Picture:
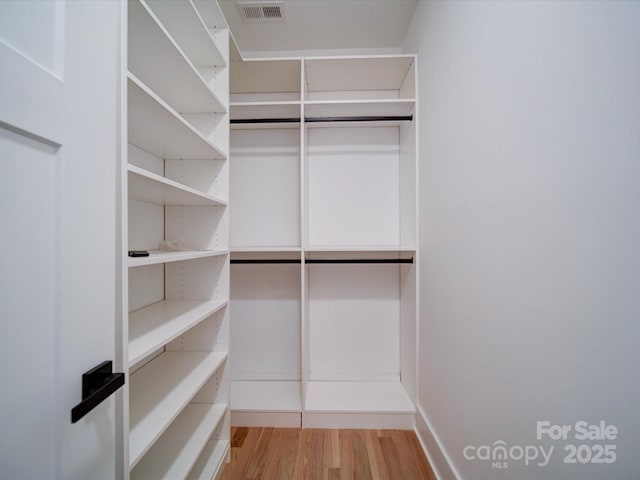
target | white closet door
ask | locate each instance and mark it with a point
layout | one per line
(58, 155)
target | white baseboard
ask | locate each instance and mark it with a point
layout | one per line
(438, 459)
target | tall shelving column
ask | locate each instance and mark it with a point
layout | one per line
(360, 240)
(178, 325)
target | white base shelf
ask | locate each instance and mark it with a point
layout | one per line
(160, 390)
(358, 405)
(266, 404)
(177, 450)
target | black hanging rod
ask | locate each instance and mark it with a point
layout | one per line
(374, 118)
(359, 260)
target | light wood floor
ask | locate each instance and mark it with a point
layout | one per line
(295, 454)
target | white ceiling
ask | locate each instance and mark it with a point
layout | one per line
(324, 26)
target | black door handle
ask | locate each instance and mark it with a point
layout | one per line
(97, 384)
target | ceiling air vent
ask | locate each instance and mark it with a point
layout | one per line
(261, 12)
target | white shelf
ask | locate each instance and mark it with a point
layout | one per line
(160, 390)
(211, 461)
(177, 450)
(359, 108)
(362, 250)
(159, 323)
(156, 127)
(157, 256)
(357, 397)
(266, 249)
(187, 28)
(265, 396)
(152, 188)
(156, 59)
(383, 74)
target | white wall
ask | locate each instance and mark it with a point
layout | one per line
(530, 227)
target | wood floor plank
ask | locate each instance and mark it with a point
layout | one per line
(314, 454)
(362, 467)
(261, 454)
(331, 452)
(376, 458)
(347, 471)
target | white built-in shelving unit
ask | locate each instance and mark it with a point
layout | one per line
(177, 90)
(323, 241)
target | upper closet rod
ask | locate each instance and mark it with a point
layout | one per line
(370, 118)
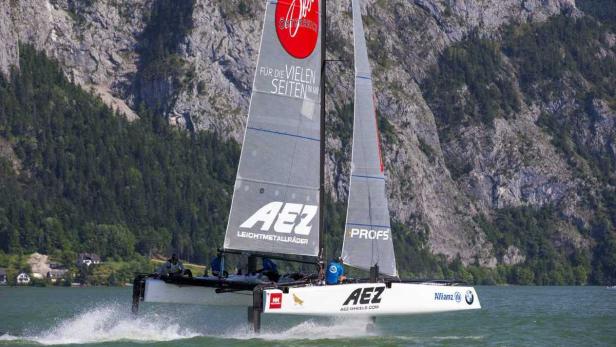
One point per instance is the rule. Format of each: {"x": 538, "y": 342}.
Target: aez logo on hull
{"x": 275, "y": 301}
{"x": 363, "y": 299}
{"x": 288, "y": 218}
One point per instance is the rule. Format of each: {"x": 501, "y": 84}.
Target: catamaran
{"x": 277, "y": 205}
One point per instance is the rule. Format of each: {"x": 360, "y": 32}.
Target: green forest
{"x": 91, "y": 181}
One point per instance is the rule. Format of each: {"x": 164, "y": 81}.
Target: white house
{"x": 23, "y": 279}
{"x": 88, "y": 259}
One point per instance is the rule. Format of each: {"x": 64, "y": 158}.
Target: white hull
{"x": 359, "y": 299}
{"x": 370, "y": 299}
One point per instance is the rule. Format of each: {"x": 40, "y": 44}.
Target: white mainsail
{"x": 276, "y": 199}
{"x": 367, "y": 237}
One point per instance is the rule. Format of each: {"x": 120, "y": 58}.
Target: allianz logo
{"x": 457, "y": 297}
{"x": 285, "y": 218}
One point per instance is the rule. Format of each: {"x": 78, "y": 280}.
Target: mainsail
{"x": 276, "y": 199}
{"x": 367, "y": 236}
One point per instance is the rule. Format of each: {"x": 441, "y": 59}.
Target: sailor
{"x": 172, "y": 267}
{"x": 270, "y": 269}
{"x": 215, "y": 265}
{"x": 335, "y": 272}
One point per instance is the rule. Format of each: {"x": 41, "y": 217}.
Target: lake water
{"x": 511, "y": 316}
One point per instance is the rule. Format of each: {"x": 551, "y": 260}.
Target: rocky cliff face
{"x": 513, "y": 163}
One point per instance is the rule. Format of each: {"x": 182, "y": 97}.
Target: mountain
{"x": 497, "y": 119}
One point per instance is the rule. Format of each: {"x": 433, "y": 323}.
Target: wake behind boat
{"x": 277, "y": 206}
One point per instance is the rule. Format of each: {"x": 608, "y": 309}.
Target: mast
{"x": 322, "y": 165}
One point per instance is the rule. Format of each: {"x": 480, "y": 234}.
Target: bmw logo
{"x": 469, "y": 297}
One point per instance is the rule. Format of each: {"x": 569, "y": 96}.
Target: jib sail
{"x": 275, "y": 207}
{"x": 367, "y": 237}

=======

- [To do]: Write out each line of the data exactly; the images should be left out.

- [Solution for this exercise]:
Picture:
target | white closet door
ask | locate each instance and mark it with a point
layout | one per line
(58, 155)
target | white baseboard
ask | locate each instance and mark it with a point
layout | one per line
(438, 459)
target | tall shelving column
ask | locate each instance and mark it with a point
layout | one per line
(360, 240)
(178, 325)
target | white base shelf
ask | locate each instance and mark it with a point
layout | one per line
(160, 390)
(358, 405)
(266, 404)
(177, 450)
target | black hanging rod
ask | locate each instance and mark it with a point
layout | one per line
(374, 118)
(359, 260)
target | light wood floor
ask | locate each instance and mark it with a point
layout | one per line
(295, 454)
target | white ceiling
ask | locate each instance and mark it with a point
layout | one per line
(324, 26)
target | black door handle
ask | locate each instance and mark it with a point
layout | one per line
(97, 384)
target | ceiling air vent
ask | locate each instance and mark it with a point
layout | one per line
(261, 12)
target | white shelf
ask | locate each instance and mark it with a point
layout | one per line
(160, 390)
(211, 461)
(177, 450)
(359, 108)
(362, 250)
(159, 323)
(156, 127)
(157, 256)
(357, 397)
(266, 249)
(187, 28)
(265, 396)
(152, 188)
(156, 59)
(383, 74)
target | white wall
ask | locate each instance and mark it with a point
layout | one per line
(530, 227)
target | wood floor plank
ask | locate each instance and mark it with a point
layout | one per line
(314, 454)
(362, 467)
(261, 454)
(331, 452)
(376, 458)
(347, 471)
target | white built-in shelving unit
ask | locate each instance and mark it with a point
layout | one per line
(177, 90)
(323, 241)
target | upper closet rod
ask | locate each instance and mark it with a point
layout | one per line
(370, 118)
One point per instance is the rule. Format of each: {"x": 538, "y": 342}.
Target: aez logo on hull
{"x": 275, "y": 301}
{"x": 363, "y": 299}
{"x": 288, "y": 218}
One point per instance is the rule. Format of each: {"x": 501, "y": 84}.
Target: catamaran
{"x": 277, "y": 205}
One point per instance is the rule. Format of each: {"x": 360, "y": 32}.
Target: green forest
{"x": 91, "y": 181}
One point per instance is the rule. Format of each: {"x": 164, "y": 81}.
Target: white house
{"x": 23, "y": 279}
{"x": 88, "y": 259}
One point per instance is the rule. Format of each: {"x": 64, "y": 158}.
Target: white hull
{"x": 359, "y": 299}
{"x": 370, "y": 299}
One point per instance is the rule. Format of each: {"x": 40, "y": 44}.
Target: white mainsail
{"x": 276, "y": 199}
{"x": 367, "y": 237}
One point per instance is the rule. Format of each: {"x": 120, "y": 58}.
Target: allianz logo
{"x": 457, "y": 297}
{"x": 285, "y": 218}
One point per instance is the rule. Format of each: {"x": 78, "y": 280}.
Target: mainsail
{"x": 276, "y": 199}
{"x": 367, "y": 236}
One point per instance is the rule. Format of each: {"x": 441, "y": 59}.
Target: sailor
{"x": 172, "y": 267}
{"x": 270, "y": 269}
{"x": 215, "y": 265}
{"x": 335, "y": 272}
One point per instance is the rule. Format of each: {"x": 41, "y": 217}.
Target: lake water
{"x": 511, "y": 316}
One point per instance is the rule. Format of each: {"x": 551, "y": 260}.
Target: rocky cliff face
{"x": 513, "y": 163}
One point per instance is the rule. Format of each: {"x": 182, "y": 97}.
Target: mountain
{"x": 497, "y": 119}
One point per instance is the rule. Format of each: {"x": 433, "y": 323}.
Target: wake behind boat
{"x": 277, "y": 206}
One point per instance is the rule. Format of each: {"x": 608, "y": 309}.
Target: mast
{"x": 322, "y": 165}
One point per instance is the rule. Format of each: {"x": 480, "y": 234}.
Target: bmw logo
{"x": 469, "y": 297}
One point per instance is the rule. Format of each: {"x": 569, "y": 96}.
Target: jib sail
{"x": 275, "y": 207}
{"x": 367, "y": 237}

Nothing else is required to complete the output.